### EXTRACT PROVIDED

[START]

# How Do You Wish to Be Perceived by Others?



## ingenii anima (Jan 6, 2012)

And how does this differ from your perception of the manner in which you are perceived by others?
(I'm talking about the real world, not the cyber one)


----------



## Ace Face (Nov 13, 2011)

Thank you for the thought-provoking question. I enjoy thinking about things like this... it helps me keep in touch with myself. I'll need some time to think about it 

I will say this, though... I don't know how other people perceive me. I'm not them; I couldn't possibly know.


----------



## Ubuntu (Jun 17, 2011)

I'd prefer not to be 'perceived' at all, at least not by most strangers.


----------



## Tad Cooper (Apr 10, 2010)

I'm seen as aggressive and bad by some, fun and kind by others and so on :<
I'd like to be seen as someone people can love and be loved by and we could all be happy together and not fight Dx


----------



## Einstein (Aug 10, 2011)

Depends on who the other person is.


----------



## Tove (Dec 25, 2011)

I'd like to be perceived as someone confident and capable, but not by any means cold. It's quite different from reality, as my introversion and shyness can be seen from afar and I'm generally very withdrawn and appear self-conscious, kind of like a rhino trying to dance on eggshells. Also, because of my withdrawn qualities, I actually tend to seem cold when people first meet me.

Perception depends on how well the other people know me, though. If they're my friends, they can see deeper, but people passing me at school or work and/or meeting me for the first time perceive me as withdrawn, shy, shaky and cold. (Unless they catch me talking to a friend, which is when most of my walls come down.)


----------



## The Great One (Apr 19, 2010)

ingenii anima said:


> And how does this differ from your perception of the manner in which you are perceived by others?
> (I'm talking about the real world, not the cyber one)


I preferred to be seen by the public as a VIP. I want to be seen as successful, confident, and sexy. I basically want to be, "THE MAN". I want to be seen as highly prestigious by others. Currently, I am working my way up through college, so I am seen by most as a scholar, a very hilarious man, very fun loving, and very anxious. Sadly because I sacrifice having much money now for future success, I am seen by many as a broke ass, and the other half as a smart and hard working young man. I work hard though, and one day I will have my prestige.


----------



## ENTJam (Nov 15, 2010)

I'd love to be seen as a very fun and funny guy, smart, good companion, confident. Handsome, of course. The alpha male? Sure!


----------



## ingenii anima (Jan 6, 2012)

I suppose that I want not to be perceived as cold and uncaring, for that couldn't be further from the truth. I have great love for those whom I have chosen as friends, but being an INTJ I haven't the foggiest idea how to act in any way other than remov'd from them. I truly do not know how to smile (when I try people say that I'm feigning it; think of The Terminator's smile from T2), so whether I am elated or indifferent (I don't get angry in the traditional sense), people think that I am grumpy. This has been the subject of a great deal of introspection for myself, yet I still find myself at a loss for words to describe this sensation. I feel almost as an alien observer, watching everybody, listening to them - listening to people I don't even know probably with greater interest than the people with whom they are speaking - yet I cannot for my life figure out how to "become human".

[END]

### RAW RECORDS

[START]

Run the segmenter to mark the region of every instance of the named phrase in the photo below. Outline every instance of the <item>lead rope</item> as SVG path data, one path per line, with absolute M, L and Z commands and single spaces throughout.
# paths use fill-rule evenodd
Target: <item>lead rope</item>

[END]
[START]

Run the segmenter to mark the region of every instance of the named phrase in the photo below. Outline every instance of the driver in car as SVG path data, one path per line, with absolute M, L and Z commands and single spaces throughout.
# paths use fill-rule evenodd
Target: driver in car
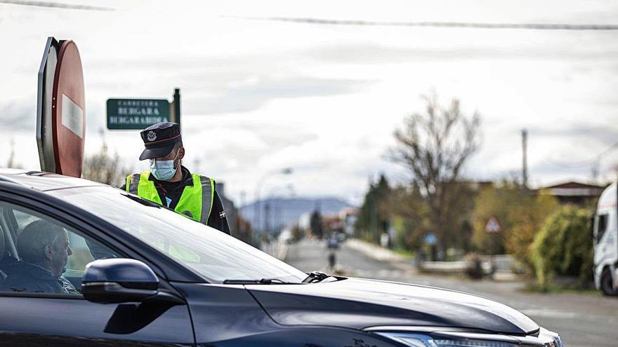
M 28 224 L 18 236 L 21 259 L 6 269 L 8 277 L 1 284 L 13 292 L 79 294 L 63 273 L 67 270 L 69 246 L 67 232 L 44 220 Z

[END]
[START]

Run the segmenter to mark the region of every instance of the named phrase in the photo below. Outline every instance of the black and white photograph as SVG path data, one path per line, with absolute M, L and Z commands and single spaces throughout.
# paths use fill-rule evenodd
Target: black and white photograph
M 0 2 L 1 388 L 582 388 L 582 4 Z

[END]

### TASKS TO COMPLETE
A. In the thread about how people wish to be seen, rewrite the paragraph that begins "I'd like to be perceived as someone confident and capable" as a short bulleted list that keeps its main facts.
B. Name every distinct username that appears as a poster in the thread about how people wish to be seen, listing each name only once.

### RESULTS OF THE EXERCISE
A.
- Wants to come across as confident and capable, but not cold.
- The reality is quite different: introversion and shyness show from afar.
- Generally very withdrawn and seems self-conscious, "like a rhino trying to dance on eggshells."
- Because of that withdrawn manner, tends to seem cold when people first meet.

B.
- ingenii anima
- Ace Face
- Ubuntu
- Tad Cooper
- Einstein
- Tove
- The Great One
- ENTJam